Document passage:
LW - Not neccesarily, there can be multiple sires - so I will test both. It is 40.00 per animal to test.

Yes, Liz got the first pics and updates - and YES brandi needs my buckskins!!!! She REALLY needs my buck!!!!!!!!!!!


----------



## ProctorHillFarm (May 15, 2008)

*Re: Trinity kidded approx 10:45 pm 4/19 - fluff pics added*

Congrats- told you I thought she would go that night :wink:

I LOVE that doeling 

and yep definately could be different sires- being so close in breeding dates!

Hope their Joes :clap:


----------



## RowdyKidz (Apr 2, 2009)

*Re: Trinity kidded approx 10:45 pm 4/19 - fluff pics added*

ray: for Joe babies!!!
Beautiful!! Love the doe...


----------



## kelebek (Oct 5, 2007)

*Re: Trinity kidded approx 10:45 pm 4/19 - fluff pics added*

I can ship her Proctor :wink: IF she isn't Joe's!!!


----------



## BeeLady (Dec 12, 2008)

*Re: Trinity kidded approx 10:45 pm 4/19 - fluff pics added*

Beautiful babies! And Buckskin would be my top choice any day.


----------



## Jenna (Jan 7, 2009)

Check your understanding:
A: In the forum thread, which usernames appear as headings, and what date is shown beside each?
B: Quote the forum thread from "LW - Not neccesarily, there" up to and including "(May 15, 2008)".
The records that come next are separate material, not part of the forum thread.

Dataset entries:
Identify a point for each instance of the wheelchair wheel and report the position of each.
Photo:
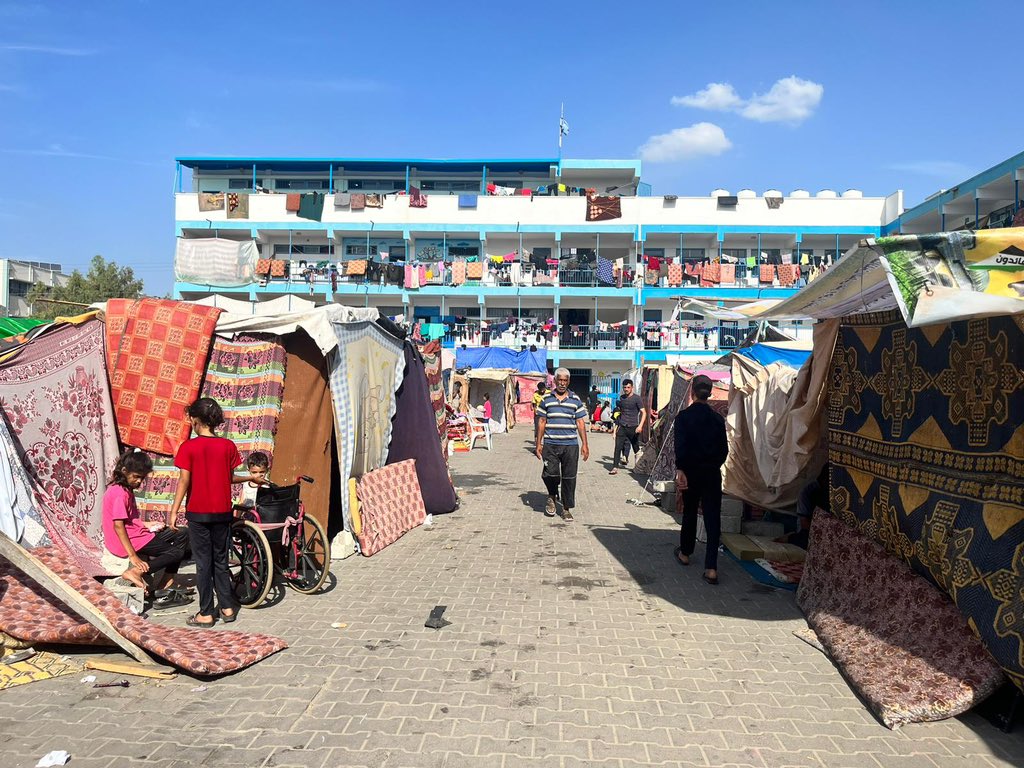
(249, 562)
(312, 557)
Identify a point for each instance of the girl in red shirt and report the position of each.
(207, 463)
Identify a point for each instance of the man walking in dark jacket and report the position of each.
(701, 446)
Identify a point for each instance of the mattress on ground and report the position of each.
(29, 612)
(899, 641)
(390, 504)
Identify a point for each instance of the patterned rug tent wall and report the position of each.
(55, 399)
(247, 378)
(927, 452)
(413, 425)
(157, 352)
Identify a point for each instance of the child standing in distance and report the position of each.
(207, 463)
(148, 547)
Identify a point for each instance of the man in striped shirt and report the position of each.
(560, 433)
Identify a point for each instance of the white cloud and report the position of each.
(685, 143)
(791, 99)
(719, 96)
(938, 168)
(51, 50)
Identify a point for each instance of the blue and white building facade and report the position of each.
(592, 318)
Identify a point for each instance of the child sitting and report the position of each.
(150, 547)
(258, 464)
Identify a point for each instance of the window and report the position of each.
(376, 184)
(282, 249)
(302, 183)
(360, 250)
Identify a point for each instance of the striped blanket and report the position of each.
(247, 378)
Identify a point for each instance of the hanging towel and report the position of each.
(601, 208)
(458, 272)
(311, 206)
(211, 202)
(238, 206)
(675, 274)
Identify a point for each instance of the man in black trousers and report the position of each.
(701, 446)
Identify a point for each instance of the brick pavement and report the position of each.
(570, 644)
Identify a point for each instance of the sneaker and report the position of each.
(549, 510)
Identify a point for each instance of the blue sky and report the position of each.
(96, 98)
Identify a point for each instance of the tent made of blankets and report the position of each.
(923, 399)
(468, 388)
(774, 419)
(524, 361)
(657, 457)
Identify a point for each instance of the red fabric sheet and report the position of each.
(29, 612)
(157, 351)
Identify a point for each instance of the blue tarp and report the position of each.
(768, 353)
(524, 361)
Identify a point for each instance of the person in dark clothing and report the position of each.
(701, 446)
(632, 417)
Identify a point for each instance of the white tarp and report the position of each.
(215, 261)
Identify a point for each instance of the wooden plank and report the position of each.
(158, 672)
(37, 570)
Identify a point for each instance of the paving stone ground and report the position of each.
(570, 644)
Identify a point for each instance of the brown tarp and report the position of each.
(305, 430)
(776, 437)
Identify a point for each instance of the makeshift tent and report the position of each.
(501, 357)
(414, 428)
(774, 423)
(469, 387)
(928, 278)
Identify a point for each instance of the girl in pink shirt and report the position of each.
(150, 547)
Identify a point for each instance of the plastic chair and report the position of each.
(478, 429)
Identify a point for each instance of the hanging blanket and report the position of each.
(432, 370)
(458, 272)
(367, 370)
(603, 208)
(390, 504)
(30, 613)
(157, 351)
(247, 378)
(411, 437)
(927, 454)
(53, 395)
(897, 639)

Answers to the exercises:
A:
ProctorHillFarm (May 15, 2008)
RowdyKidz (Apr 2, 2009)
kelebek (Oct 5, 2007)
BeeLady (Dec 12, 2008)
Jenna (Jan 7, 2009)

B:
LW - Not neccesarily, there can be multiple sires - so I will test both. It is 40.00 per animal to test.

Yes, Liz got the first pics and updates - and YES brandi needs my buckskins!!!! She REALLY needs my buck!!!!!!!!!!!


----------



## ProctorHillFarm (May 15, 2008)